§ **PROMPT A**: Render the following sentence from the blood cancer awareness text into Spanish: "Since September is Blood Cancer Awareness Month, we'd like to shed some light on these diseases to increase awareness."
§ **PROMPT B**: Carry on the blood cancer awareness text from its final sentence, in the same tone.
#### SELECTED EXCERPT ####
Did you know that approximately every 3-4 minutes someone in the United States is diagnosed with blood cancer? In 2016, it is estimated that 171,550 people within the United States alone will be diagnosed with one of the three major types of blood cancer, Lymphoma, Leukemia, and myeloma. Blood cancer can affect the bone marrow, blood cells, lymph nodes, and other parts of the lymphatic system, and abnormal blood cells can prevent your blood from performing many of its functions such as fighting off infections or preventing serious bleeding. Since September is Blood Cancer Awareness Month, we’d like to shed some light on these diseases to increase awareness.
It is important to remember that though some of these symptoms may seem vague, and we often times relate these symptoms to the stress of daily life, you should always listen to your body and notify your physician of any abnormalities or changes.
#### THE DATA ####
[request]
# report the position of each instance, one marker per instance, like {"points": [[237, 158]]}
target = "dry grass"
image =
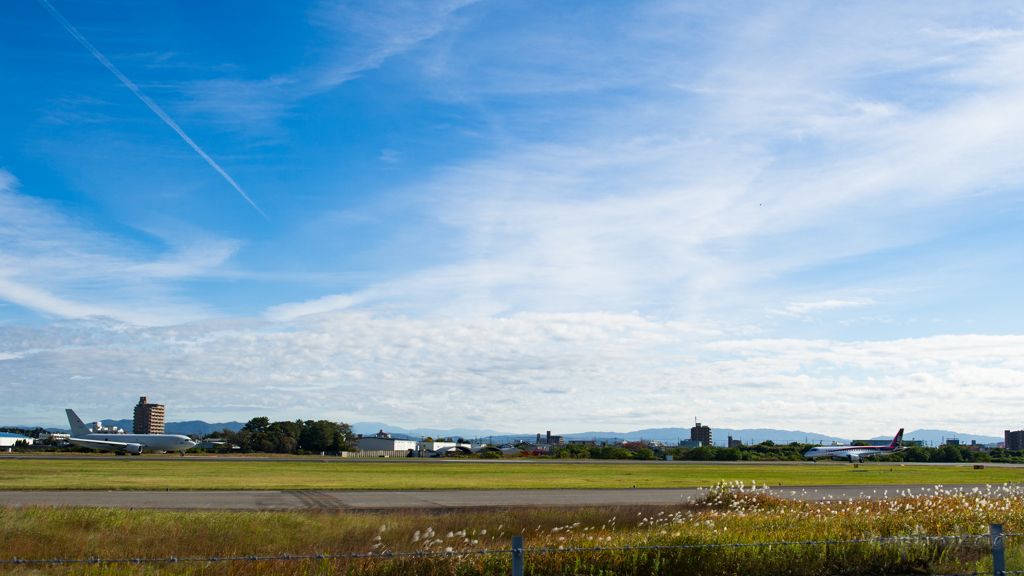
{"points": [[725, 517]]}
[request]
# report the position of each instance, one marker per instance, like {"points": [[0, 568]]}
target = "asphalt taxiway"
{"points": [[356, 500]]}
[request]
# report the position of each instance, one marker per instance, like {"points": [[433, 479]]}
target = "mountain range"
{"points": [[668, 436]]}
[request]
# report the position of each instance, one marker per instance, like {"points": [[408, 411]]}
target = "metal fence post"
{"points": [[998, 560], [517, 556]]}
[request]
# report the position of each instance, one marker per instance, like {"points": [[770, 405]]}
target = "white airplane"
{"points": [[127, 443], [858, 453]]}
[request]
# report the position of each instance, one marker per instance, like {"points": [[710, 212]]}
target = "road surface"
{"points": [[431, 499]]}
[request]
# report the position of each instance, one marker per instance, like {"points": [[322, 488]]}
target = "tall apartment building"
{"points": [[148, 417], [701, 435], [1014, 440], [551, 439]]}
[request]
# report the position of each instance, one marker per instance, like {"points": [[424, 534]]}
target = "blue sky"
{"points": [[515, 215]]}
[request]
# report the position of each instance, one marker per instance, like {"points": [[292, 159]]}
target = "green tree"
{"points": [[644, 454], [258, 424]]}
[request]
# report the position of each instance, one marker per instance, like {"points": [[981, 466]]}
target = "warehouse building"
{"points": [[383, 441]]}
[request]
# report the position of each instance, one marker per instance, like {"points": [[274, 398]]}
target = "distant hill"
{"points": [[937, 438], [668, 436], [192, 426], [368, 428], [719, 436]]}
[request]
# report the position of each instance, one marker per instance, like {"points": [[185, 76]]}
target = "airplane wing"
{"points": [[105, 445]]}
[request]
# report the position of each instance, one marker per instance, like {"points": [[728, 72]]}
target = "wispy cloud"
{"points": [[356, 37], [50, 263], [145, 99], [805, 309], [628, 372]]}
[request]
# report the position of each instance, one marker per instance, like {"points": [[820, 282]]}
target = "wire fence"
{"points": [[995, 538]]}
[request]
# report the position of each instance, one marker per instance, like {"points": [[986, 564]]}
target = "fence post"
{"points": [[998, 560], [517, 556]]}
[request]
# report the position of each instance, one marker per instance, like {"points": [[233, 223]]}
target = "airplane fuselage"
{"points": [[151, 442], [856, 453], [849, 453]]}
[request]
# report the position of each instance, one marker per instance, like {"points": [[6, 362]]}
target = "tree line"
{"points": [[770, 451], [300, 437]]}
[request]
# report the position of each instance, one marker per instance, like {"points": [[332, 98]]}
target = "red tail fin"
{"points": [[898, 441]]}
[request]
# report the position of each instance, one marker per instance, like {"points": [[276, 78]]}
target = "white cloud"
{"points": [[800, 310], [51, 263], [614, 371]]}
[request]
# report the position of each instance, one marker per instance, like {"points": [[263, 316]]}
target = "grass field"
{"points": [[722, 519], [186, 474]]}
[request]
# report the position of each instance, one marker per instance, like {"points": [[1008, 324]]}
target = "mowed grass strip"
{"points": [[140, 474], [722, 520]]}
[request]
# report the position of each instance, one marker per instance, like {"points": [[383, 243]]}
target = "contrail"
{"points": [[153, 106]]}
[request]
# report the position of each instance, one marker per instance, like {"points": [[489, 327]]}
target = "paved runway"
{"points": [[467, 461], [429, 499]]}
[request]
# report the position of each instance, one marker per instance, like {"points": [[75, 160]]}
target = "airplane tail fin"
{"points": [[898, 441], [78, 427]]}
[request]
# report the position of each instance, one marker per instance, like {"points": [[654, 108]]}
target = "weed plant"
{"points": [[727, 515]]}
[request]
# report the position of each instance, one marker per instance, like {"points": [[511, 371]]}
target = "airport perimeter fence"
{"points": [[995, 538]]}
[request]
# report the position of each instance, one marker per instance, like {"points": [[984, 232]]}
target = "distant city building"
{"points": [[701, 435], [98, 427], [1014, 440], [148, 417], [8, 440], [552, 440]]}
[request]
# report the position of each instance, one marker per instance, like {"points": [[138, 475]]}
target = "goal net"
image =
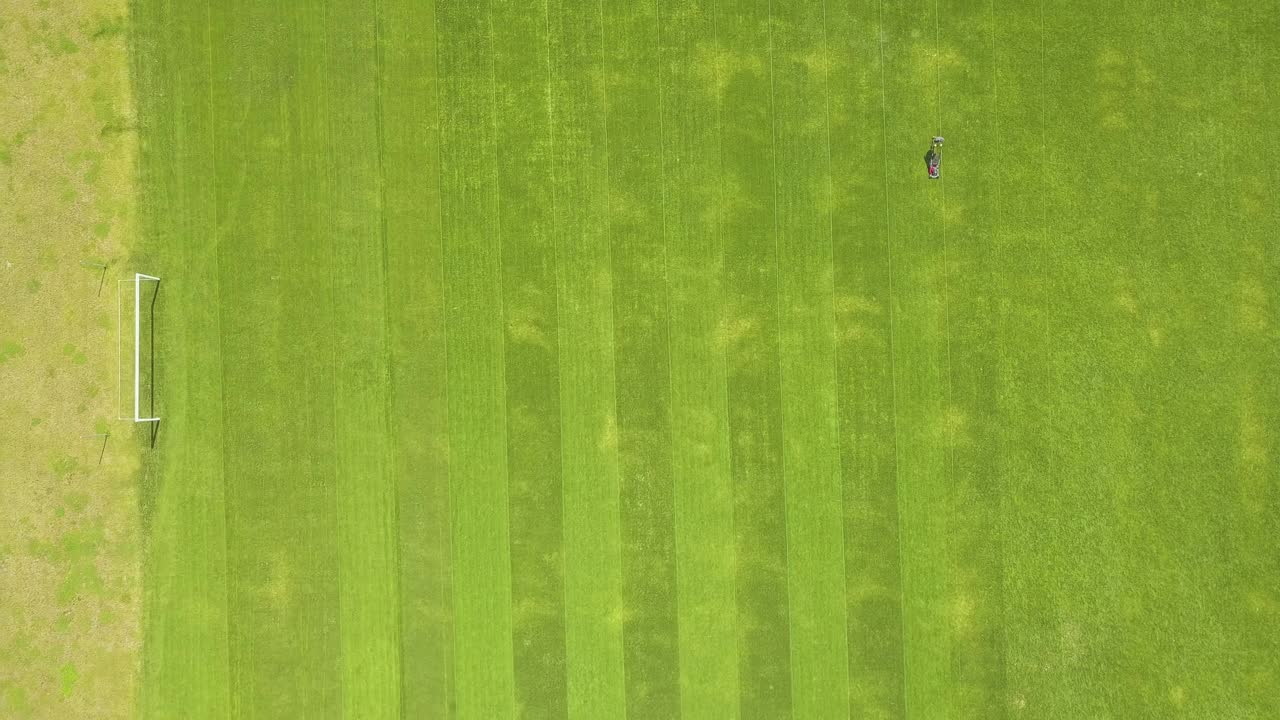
####
§ **WRITTEN RESPONSE A**: Dado que septiembre es el Mes de Concientización sobre el Cáncer de la Sangre, nos gustaría arrojar algo de luz sobre estas enfermedades para aumentar la concientización.

§ **WRITTEN RESPONSE B**:
More than likely, your doctor will run a Complete Blood Count (CBC) screening. A CBC is the most common test that gives a general idea of your overall health. A CBC will measure the number of red cells, white cells and platelets and levels of hemoglobin and hematocrit in your blood. Many different health conditions can cause increases and decreases in your blood counts. These blood cell counts give your doctor important clues about your health and can determine if you have a blood cancer, and/or alert the doctor if further testing is needed.
Awareness is a key factor in detecting any type cancer at an early stage. It is important for you to educate yourself and your loved ones on Blood Cancer symptoms for optimal chances of early detection. To make this easier, just remember to think T.E.S.T.
T – Tiredness and exhaustion
E – Excessive sweating
S – Sore bones and joints
T – Terrible bruising and unusual bleeding
Do you have a loved one with blood cancer? Blood is the most precious gift that anyone can give to another person. It’s truly the gift of life. A decision to donate your blood can save a life, or even several if your blood is separated into its components, red cells, platelets, and plasma, which can be used individually for patients with specific conditions. Sometimes we feel helpless in the fight against blood cancer, but here is your chance to help out. Contact your local Red Cross to sign up and donate!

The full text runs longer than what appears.